◆ **SOURCE MATERIAL**:

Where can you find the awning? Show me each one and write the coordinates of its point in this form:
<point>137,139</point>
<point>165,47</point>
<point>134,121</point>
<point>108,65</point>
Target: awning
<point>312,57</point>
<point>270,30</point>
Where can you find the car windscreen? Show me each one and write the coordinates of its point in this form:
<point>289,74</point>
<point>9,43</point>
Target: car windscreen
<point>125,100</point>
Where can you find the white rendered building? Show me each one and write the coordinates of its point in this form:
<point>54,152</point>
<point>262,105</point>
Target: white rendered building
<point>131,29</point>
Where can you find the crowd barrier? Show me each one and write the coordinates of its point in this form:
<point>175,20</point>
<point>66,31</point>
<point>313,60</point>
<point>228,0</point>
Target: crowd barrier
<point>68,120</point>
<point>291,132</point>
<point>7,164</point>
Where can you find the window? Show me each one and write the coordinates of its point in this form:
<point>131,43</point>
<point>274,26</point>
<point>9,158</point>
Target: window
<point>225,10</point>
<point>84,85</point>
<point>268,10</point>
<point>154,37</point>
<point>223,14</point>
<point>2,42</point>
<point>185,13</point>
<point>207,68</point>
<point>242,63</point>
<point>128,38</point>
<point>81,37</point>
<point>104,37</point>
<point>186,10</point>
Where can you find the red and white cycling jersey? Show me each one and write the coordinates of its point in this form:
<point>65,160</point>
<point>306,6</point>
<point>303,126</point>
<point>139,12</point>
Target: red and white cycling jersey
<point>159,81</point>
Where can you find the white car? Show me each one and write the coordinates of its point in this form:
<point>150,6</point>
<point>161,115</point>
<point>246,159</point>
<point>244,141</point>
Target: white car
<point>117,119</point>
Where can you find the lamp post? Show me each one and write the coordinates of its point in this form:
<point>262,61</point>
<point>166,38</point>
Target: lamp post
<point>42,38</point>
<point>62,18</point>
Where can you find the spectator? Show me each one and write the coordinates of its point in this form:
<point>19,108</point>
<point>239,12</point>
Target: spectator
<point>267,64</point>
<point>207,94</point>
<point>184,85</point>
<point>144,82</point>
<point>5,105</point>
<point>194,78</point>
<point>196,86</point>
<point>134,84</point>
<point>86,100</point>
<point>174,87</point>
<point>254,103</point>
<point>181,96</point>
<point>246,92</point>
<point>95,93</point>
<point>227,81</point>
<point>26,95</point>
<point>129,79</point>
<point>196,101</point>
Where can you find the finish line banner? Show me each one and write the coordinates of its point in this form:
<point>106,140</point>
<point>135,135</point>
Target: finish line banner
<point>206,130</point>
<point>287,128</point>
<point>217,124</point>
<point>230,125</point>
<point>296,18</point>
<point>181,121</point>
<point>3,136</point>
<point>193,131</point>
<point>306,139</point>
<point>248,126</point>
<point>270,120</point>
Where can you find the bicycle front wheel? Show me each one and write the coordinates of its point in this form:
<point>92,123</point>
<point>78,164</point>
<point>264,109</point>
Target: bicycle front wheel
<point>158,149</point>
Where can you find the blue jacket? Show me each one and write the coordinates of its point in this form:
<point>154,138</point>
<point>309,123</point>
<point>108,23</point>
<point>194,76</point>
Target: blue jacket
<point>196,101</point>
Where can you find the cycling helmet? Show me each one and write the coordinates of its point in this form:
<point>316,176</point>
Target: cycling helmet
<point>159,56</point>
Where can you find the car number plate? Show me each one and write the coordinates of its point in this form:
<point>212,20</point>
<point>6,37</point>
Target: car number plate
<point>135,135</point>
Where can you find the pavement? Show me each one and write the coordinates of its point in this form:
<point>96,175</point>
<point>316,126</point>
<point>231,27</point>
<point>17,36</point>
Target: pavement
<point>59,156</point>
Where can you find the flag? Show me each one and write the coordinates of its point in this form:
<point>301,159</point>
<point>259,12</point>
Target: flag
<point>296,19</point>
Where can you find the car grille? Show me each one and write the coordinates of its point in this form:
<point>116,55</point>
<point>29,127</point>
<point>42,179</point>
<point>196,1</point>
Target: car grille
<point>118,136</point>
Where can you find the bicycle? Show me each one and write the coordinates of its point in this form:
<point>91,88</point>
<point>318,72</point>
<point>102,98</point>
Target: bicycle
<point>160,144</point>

◆ **WORK INSTRUCTION**: Only the lines from the first line of the material above through the line that contains "<point>139,12</point>" should be quoted, each one exactly.

◆ **OUTPUT BELOW**:
Where can you find the awning? Show me each one and write the coordinates of its point in this form:
<point>137,139</point>
<point>165,47</point>
<point>134,121</point>
<point>108,65</point>
Target: awning
<point>312,57</point>
<point>270,30</point>
Where can you find the car windscreen? Show me each one and write the coordinates of its point in this form:
<point>289,74</point>
<point>9,43</point>
Target: car windscreen
<point>125,100</point>
Where can you find the white rendered building? Show me each one and write the coordinates of its point in this form:
<point>54,152</point>
<point>262,105</point>
Target: white rendered building
<point>131,29</point>
Where can you find the crowd barrier? Show me each one and write the coordinates of its point in this form:
<point>175,20</point>
<point>66,31</point>
<point>313,60</point>
<point>228,0</point>
Target: crowd barrier
<point>68,120</point>
<point>291,132</point>
<point>7,164</point>
Where can you find the window? Show me each one and write the coordinates of its point in this form:
<point>131,43</point>
<point>274,26</point>
<point>9,158</point>
Target: window
<point>225,10</point>
<point>84,85</point>
<point>268,10</point>
<point>154,37</point>
<point>223,14</point>
<point>2,42</point>
<point>185,13</point>
<point>207,68</point>
<point>242,63</point>
<point>128,38</point>
<point>81,37</point>
<point>104,37</point>
<point>186,10</point>
Where can you find the red and white cycling jersey? Show me each one and write the coordinates of its point in this form:
<point>65,160</point>
<point>306,6</point>
<point>303,126</point>
<point>139,12</point>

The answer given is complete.